Ela explicou então que
foi Cândido quem a
iniciara no
Espiritismo, tal como
ele fizera ao médico,
mantendo contudo reserva
sobre ambas as
conversões, como
verdadeiro espírita que
era: sincero, humilde e
nobre. Dr. Armando
perguntou se Rafael
sabia que a família
aderira ao Espiritismo.
Artêmis contou então que
ele também se fizera
espírita, graças ao
trabalho de Cândido, um
indivíduo que tornou a
vida uma verdadeira
pregação e que
discretamente ia
semeando, despertando
vidas para Jesus. O
médico percebera as
transformações por que
passara Rafael, mas não
atinava com os motivos.
A conversação no quarto
de Lisandra continuou
auspiciosa por mais
alguns minutos, findos
os quais o Dr. Armando
disse que seria dada
alta a Lisandra dentro
de dois dias, quando ele
próprio a levaria à sua
casa. "Não há por que
se preocuparem mais",
asseverou o médico.

┄┄┄┄┄┄┄┄┄┄

= INSTRUÇÕES DE TRABALHO =
A – No trecho sobre Cândido e o Espiritismo, em quanto tempo o Dr. Armando disse que Lisandra receberia alta?
B – Redigite o trecho sobre Cândido e o Espiritismo, do ponto que começa em "Artêmis contou então" até o ponto que termina em "com os motivos.".
C – Escreva o que vem a seguir no trecho sobre Cândido e o Espiritismo, começando logo após a última frase apresentada.

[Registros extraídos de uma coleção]

┄┄┄┄┄┄┄┄┄┄

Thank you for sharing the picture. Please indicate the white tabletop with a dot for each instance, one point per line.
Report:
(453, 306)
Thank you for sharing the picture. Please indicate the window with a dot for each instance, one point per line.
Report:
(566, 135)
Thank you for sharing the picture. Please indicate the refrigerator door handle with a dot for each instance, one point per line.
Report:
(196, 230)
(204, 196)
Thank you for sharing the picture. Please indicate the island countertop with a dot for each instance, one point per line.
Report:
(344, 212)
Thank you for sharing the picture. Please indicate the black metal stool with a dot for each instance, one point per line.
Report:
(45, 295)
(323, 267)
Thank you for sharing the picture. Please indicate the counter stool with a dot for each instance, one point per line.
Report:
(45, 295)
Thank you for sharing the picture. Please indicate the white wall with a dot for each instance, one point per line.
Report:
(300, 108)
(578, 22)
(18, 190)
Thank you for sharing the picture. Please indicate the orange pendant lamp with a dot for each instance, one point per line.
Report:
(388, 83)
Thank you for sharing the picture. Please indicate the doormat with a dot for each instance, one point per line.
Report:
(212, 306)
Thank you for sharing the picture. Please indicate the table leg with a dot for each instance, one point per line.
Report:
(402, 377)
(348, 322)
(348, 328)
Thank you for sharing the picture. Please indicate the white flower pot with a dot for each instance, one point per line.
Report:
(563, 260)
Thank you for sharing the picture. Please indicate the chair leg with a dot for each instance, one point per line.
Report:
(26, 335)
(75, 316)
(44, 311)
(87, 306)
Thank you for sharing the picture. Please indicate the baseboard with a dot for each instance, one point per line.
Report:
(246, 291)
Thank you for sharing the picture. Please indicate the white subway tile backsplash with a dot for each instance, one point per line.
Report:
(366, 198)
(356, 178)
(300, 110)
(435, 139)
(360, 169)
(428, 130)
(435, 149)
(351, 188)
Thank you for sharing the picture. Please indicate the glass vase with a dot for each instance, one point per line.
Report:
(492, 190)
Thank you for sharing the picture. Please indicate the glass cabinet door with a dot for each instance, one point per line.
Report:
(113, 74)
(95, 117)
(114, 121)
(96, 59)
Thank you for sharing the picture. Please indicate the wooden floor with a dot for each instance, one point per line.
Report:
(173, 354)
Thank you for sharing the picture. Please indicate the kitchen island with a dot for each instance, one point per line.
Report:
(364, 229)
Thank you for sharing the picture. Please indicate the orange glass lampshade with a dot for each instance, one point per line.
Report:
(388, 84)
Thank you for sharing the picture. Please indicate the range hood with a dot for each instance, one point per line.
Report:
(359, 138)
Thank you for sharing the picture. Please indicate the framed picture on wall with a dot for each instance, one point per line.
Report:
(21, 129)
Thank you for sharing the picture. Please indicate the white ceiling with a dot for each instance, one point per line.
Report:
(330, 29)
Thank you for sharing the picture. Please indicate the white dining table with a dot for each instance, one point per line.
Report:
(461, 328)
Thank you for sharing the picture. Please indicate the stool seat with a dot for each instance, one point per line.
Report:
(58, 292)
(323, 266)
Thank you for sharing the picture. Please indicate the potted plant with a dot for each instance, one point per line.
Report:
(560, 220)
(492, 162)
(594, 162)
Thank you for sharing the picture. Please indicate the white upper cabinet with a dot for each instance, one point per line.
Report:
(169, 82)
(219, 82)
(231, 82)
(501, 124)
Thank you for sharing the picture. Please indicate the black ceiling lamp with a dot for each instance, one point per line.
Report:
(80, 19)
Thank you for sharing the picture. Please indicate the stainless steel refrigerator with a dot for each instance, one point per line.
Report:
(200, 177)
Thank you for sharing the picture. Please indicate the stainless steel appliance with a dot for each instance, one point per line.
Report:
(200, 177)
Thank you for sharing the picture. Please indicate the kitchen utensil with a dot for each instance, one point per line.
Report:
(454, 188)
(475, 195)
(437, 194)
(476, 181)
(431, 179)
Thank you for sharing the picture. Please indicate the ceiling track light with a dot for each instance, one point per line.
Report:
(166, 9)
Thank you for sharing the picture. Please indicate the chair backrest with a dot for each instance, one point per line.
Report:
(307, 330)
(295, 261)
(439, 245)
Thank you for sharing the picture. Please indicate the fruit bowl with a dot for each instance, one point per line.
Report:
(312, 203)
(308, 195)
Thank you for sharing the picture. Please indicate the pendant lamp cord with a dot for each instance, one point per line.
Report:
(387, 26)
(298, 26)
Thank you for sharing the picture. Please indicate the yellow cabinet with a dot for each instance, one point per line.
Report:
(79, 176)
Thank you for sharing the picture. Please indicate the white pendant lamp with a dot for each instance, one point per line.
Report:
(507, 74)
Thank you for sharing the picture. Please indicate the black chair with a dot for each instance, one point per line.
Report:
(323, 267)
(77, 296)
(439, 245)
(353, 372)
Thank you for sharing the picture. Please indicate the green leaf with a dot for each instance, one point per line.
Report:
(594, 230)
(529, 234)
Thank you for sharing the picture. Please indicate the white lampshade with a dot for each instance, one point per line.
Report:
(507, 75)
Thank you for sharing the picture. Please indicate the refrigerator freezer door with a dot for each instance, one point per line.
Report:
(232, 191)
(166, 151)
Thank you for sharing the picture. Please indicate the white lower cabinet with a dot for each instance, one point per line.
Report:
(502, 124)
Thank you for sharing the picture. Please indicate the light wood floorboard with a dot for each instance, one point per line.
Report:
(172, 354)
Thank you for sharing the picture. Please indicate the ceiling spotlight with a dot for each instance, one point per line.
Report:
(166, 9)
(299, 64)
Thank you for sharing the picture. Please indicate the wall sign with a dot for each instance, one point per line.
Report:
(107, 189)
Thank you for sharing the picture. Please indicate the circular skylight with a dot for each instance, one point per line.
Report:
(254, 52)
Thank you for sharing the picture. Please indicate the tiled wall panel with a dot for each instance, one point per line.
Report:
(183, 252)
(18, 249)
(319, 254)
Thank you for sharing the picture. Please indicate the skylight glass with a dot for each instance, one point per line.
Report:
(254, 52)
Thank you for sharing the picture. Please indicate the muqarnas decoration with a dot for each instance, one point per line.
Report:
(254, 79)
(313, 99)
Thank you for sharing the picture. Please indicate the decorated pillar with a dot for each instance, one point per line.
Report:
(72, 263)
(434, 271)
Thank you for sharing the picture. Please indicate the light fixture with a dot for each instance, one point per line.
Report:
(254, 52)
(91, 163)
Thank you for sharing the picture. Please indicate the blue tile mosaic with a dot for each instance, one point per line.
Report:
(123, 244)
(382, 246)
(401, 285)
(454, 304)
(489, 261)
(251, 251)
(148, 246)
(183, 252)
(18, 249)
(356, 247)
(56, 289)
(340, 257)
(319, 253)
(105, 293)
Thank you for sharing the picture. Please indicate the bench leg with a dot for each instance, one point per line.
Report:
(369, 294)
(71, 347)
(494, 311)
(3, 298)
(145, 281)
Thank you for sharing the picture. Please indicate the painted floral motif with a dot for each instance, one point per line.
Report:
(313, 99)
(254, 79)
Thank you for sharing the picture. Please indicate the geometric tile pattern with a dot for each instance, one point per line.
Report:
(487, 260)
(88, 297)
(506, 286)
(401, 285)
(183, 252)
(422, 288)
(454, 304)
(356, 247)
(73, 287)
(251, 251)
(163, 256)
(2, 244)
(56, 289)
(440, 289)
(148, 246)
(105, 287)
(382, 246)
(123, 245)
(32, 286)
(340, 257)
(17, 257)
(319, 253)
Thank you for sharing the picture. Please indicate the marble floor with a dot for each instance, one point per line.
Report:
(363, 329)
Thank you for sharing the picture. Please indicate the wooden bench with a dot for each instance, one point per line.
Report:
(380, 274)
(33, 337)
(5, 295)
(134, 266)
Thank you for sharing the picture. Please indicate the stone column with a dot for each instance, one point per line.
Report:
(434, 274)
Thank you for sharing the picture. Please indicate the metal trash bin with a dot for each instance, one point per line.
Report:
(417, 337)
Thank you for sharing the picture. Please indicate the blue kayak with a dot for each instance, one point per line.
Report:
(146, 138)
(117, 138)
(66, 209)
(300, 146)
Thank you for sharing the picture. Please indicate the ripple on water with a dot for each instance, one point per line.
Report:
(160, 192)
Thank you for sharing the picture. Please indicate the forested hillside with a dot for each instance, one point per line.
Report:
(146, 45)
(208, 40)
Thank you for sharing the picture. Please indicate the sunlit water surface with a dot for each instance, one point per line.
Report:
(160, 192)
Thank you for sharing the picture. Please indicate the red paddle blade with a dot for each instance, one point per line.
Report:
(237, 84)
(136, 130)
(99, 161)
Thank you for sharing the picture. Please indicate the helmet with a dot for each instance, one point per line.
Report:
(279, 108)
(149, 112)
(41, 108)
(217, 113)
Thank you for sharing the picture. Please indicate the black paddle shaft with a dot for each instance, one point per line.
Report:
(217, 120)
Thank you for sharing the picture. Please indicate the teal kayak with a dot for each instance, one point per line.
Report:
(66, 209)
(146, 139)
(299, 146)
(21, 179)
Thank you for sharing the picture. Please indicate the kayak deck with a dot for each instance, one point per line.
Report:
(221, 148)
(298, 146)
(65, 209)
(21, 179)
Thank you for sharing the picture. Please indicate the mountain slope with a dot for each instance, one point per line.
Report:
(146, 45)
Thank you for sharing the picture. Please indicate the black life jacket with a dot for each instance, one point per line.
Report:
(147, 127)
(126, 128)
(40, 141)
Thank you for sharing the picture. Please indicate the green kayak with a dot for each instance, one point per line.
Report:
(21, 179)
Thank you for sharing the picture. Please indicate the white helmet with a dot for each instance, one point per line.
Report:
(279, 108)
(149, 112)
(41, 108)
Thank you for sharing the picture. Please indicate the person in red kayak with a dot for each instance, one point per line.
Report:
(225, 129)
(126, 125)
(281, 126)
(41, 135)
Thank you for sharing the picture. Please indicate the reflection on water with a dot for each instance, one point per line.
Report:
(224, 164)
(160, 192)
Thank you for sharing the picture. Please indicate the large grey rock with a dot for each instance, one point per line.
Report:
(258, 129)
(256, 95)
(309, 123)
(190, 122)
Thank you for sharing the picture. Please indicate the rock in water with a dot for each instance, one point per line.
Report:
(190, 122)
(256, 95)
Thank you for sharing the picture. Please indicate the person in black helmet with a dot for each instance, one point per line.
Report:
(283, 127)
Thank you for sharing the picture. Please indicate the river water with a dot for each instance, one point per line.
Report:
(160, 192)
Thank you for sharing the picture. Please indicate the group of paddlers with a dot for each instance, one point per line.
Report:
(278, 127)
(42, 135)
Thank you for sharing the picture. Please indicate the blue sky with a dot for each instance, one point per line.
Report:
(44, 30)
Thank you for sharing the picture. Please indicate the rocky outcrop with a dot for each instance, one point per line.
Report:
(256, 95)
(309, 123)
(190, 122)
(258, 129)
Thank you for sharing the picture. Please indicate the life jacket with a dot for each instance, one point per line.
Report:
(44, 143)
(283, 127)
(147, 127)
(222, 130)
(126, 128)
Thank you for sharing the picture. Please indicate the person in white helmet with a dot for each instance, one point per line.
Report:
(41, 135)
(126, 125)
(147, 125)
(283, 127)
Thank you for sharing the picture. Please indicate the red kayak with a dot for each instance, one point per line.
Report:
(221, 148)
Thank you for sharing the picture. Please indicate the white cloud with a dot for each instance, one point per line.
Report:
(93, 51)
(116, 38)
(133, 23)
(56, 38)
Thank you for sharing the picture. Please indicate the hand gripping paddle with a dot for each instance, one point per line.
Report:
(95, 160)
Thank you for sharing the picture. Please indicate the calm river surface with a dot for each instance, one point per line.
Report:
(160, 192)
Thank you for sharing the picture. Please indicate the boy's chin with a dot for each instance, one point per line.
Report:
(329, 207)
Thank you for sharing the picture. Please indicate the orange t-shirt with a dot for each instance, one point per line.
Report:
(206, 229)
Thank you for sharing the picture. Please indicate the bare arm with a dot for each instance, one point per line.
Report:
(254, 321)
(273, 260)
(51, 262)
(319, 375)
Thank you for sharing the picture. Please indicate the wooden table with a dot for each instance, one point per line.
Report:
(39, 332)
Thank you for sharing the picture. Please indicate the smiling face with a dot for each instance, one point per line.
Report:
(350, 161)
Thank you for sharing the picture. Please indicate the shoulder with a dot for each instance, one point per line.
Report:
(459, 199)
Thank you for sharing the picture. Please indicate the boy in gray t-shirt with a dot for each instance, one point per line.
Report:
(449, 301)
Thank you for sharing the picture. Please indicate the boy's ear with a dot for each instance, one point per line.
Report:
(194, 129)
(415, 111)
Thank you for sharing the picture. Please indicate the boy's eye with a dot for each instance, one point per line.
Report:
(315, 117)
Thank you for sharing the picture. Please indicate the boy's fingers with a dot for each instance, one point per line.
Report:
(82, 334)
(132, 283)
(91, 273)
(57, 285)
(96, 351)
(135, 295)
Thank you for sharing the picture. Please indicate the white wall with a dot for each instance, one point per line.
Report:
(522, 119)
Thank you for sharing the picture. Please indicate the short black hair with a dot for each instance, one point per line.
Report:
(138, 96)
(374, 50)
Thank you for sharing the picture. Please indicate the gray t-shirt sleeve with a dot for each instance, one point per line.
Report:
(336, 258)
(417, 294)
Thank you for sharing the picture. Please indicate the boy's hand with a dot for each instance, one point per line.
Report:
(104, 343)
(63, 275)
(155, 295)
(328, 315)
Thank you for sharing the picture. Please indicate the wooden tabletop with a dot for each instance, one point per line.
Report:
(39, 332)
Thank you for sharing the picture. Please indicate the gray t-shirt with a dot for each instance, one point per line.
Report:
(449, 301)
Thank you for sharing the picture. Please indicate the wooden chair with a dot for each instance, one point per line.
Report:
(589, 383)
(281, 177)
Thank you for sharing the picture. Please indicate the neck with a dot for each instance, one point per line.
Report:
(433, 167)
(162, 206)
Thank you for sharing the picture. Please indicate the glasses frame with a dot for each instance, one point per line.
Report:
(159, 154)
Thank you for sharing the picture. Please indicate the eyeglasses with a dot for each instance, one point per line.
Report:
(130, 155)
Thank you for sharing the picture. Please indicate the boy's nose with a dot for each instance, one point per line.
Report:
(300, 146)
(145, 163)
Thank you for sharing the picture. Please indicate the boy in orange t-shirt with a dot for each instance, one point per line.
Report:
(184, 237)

┄┄┄┄┄┄┄┄┄┄

= RESPOSTAS POR ITEM =
A – Dentro de dois dias.

B –
Artêmis contou então que
ele também se fizera
espírita, graças ao
trabalho de Cândido, um
indivíduo que tornou a
vida uma verdadeira
pregação e que
discretamente ia
semeando, despertando
vidas para Jesus. O
médico percebera as
transformações por que
passara Rafael, mas não
atinava com os motivos.

C –
"Entreguemos os
resultados a Jesus e
deixemo-la, agora,
repousar." As despedidas
foram afetuosas e
amenas, retornando as
duas almas irmãs,
reanimadas, para o labor
do futuro. O bem e a fé
venciam a astúcia do
mal, a agressão da
incredulidade. (Cap. 19,
págs. 179 e 180)
79. Os tormentos
de Rafael - No
dia seguinte ao
incidente ocorrido com
Lisandra, quando Cândido
chegou à Colônia, Rafael
o procurou, apreensivo.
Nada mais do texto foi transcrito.